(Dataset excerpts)

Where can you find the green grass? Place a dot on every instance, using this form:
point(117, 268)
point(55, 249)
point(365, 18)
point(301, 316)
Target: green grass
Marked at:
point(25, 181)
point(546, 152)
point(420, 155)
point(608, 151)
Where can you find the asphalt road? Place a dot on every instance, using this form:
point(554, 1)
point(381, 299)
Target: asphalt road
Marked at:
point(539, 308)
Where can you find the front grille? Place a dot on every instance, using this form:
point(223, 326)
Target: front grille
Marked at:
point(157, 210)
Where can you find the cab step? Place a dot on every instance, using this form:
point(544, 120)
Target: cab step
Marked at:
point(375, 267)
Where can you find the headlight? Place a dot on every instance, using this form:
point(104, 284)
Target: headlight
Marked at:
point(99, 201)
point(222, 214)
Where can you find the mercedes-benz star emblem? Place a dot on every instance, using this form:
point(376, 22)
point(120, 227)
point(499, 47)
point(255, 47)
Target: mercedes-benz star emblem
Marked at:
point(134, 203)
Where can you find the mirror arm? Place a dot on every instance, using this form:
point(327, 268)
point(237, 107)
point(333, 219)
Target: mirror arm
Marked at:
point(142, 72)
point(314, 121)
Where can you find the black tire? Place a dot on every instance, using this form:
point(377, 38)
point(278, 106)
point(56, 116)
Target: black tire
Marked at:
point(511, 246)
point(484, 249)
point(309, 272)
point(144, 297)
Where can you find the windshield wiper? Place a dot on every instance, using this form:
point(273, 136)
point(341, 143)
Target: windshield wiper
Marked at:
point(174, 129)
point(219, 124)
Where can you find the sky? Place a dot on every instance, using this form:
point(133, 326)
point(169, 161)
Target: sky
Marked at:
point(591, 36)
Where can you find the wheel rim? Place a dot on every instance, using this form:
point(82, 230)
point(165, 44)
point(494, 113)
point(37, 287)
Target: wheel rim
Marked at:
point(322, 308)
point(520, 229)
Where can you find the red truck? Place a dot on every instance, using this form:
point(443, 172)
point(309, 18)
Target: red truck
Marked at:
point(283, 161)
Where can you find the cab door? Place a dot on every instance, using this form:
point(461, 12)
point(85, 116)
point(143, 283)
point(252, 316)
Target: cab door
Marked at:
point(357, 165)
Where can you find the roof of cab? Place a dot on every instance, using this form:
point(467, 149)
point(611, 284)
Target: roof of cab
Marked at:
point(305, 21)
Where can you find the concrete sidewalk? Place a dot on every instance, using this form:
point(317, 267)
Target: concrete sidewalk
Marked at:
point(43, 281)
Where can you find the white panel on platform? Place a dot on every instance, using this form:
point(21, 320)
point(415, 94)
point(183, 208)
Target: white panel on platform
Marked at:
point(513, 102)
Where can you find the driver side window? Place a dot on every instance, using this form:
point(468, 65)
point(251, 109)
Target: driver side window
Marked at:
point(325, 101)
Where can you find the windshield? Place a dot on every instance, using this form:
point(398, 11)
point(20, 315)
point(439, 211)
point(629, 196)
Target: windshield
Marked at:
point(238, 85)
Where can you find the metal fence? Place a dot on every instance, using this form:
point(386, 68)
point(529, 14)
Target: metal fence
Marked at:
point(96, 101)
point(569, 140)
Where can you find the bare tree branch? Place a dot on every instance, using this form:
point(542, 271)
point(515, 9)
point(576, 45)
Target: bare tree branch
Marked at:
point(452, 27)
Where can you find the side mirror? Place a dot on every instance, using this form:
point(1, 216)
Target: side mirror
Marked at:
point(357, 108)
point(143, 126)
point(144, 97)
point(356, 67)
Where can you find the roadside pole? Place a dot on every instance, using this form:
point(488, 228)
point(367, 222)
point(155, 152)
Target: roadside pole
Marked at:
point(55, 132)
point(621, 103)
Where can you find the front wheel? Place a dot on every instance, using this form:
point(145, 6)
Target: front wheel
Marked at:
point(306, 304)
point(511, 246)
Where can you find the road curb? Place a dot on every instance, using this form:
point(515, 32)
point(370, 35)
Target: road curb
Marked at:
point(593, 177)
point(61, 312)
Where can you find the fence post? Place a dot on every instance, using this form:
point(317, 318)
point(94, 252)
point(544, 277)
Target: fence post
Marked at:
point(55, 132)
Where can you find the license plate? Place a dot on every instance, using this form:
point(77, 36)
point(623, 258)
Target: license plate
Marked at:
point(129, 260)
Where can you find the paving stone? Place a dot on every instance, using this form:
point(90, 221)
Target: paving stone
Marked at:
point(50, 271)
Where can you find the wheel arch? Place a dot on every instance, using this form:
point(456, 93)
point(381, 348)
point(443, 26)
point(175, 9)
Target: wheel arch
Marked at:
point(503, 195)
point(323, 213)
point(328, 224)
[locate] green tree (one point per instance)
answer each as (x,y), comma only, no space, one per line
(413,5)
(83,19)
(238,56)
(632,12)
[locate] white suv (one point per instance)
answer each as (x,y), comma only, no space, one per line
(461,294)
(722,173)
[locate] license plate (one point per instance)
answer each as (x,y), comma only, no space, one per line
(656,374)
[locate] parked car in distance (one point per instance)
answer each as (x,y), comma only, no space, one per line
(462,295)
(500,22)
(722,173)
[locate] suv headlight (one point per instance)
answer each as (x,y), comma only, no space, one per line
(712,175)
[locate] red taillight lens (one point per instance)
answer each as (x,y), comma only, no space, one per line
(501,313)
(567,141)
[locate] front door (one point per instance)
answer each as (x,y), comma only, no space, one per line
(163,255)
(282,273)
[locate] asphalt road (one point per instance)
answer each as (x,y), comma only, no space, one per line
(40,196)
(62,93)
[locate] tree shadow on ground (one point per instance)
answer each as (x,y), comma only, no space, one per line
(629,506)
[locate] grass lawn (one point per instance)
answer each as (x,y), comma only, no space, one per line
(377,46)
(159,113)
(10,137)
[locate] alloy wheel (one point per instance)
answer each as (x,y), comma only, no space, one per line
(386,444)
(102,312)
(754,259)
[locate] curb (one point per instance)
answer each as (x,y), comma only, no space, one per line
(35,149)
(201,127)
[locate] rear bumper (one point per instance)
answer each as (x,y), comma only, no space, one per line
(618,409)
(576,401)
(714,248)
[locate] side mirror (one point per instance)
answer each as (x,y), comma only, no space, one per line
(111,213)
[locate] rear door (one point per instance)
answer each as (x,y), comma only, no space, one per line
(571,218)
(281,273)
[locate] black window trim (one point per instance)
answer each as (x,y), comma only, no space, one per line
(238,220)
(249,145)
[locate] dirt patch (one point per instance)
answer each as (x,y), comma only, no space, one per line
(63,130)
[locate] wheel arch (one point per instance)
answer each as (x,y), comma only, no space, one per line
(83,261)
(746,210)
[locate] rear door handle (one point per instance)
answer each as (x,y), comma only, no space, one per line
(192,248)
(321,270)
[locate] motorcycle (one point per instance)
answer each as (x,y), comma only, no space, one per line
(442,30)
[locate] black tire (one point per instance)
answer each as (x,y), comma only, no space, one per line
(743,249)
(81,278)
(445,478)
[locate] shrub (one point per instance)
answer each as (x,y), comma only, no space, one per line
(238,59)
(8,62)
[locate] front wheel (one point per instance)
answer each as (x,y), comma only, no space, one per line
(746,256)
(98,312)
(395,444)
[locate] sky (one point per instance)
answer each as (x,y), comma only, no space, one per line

**Action item**
Would you print, exactly as written, every line above from the one holding "Where can you find the wheel arch?" through the one holding "[locate] black window", with both included and no other lines?

**Solution**
Where can you find the wheel arch? Place a dot on every instance, using this form:
point(456, 93)
point(381, 348)
point(443, 26)
point(175, 9)
Target: wheel arch
Marked at:
point(503, 195)
point(323, 213)
point(328, 224)
[locate] green tree (one point per instance)
answer each as (x,y), comma only, no space, one per line
(413,5)
(83,19)
(238,56)
(632,12)
[locate] white suv (one point per instance)
answer each as (x,y), comma only, no space, one per line
(461,294)
(722,173)
[locate] license plate (one point per instance)
answer each as (x,y), comma only, no space, one per line
(656,374)
[locate] parked car in distance (one point per instance)
answer each as (x,y), comma only, no space, one per line
(462,295)
(500,22)
(722,173)
[locate] suv headlight (one point per instance)
answer each as (x,y), comma only, no space, one per line
(712,175)
[locate] red taillight lens (one point per instance)
answer each as (x,y), comma only, no space, one per line
(501,313)
(567,141)
[locate] front door (one point per instance)
answer each as (x,y), comma only, no space, one per line
(163,255)
(282,273)
[locate] asphalt road (one point per instance)
answer each as (x,y), comma only, no space, one per line
(40,196)
(62,93)
[locate] tree shadow on ground (one point per instance)
answer each as (x,y), comma only, no space, one per line
(629,506)
[locate] grass lawn (one point per instance)
answer each as (x,y), comma only, no space, one per line
(377,46)
(159,113)
(10,137)
[locate] alloy wheel (one point per instance)
answer each as (x,y), comma only, no space, one per line
(386,444)
(102,312)
(754,259)
[locate] curb (one point per instance)
answer each as (x,y), comma only, no space, one per line
(35,149)
(201,127)
[locate] rear bumper (one point per instance)
answer each as (x,y), comma only, no space, one per line
(618,409)
(576,401)
(714,248)
[locate] side mirror (one point per instance)
answer each as (x,y), comma only, no space, one per line
(111,213)
[locate] rear door (one point per instance)
answer each as (x,y), comma only, no space, one per line
(571,218)
(281,273)
[locate] black window trim (one point per instance)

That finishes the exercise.